::: Data for this exercise

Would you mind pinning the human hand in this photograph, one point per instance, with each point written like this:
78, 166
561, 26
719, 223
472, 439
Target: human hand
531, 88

::::::

§ Exercise directions: Go through the listing and copy all of it exactly.

§ Reply to the exercise:
Would you mind pinning the human hand in this photograph, one point per instance, with each point written like this:
78, 166
561, 26
719, 223
472, 439
Target: human hand
531, 88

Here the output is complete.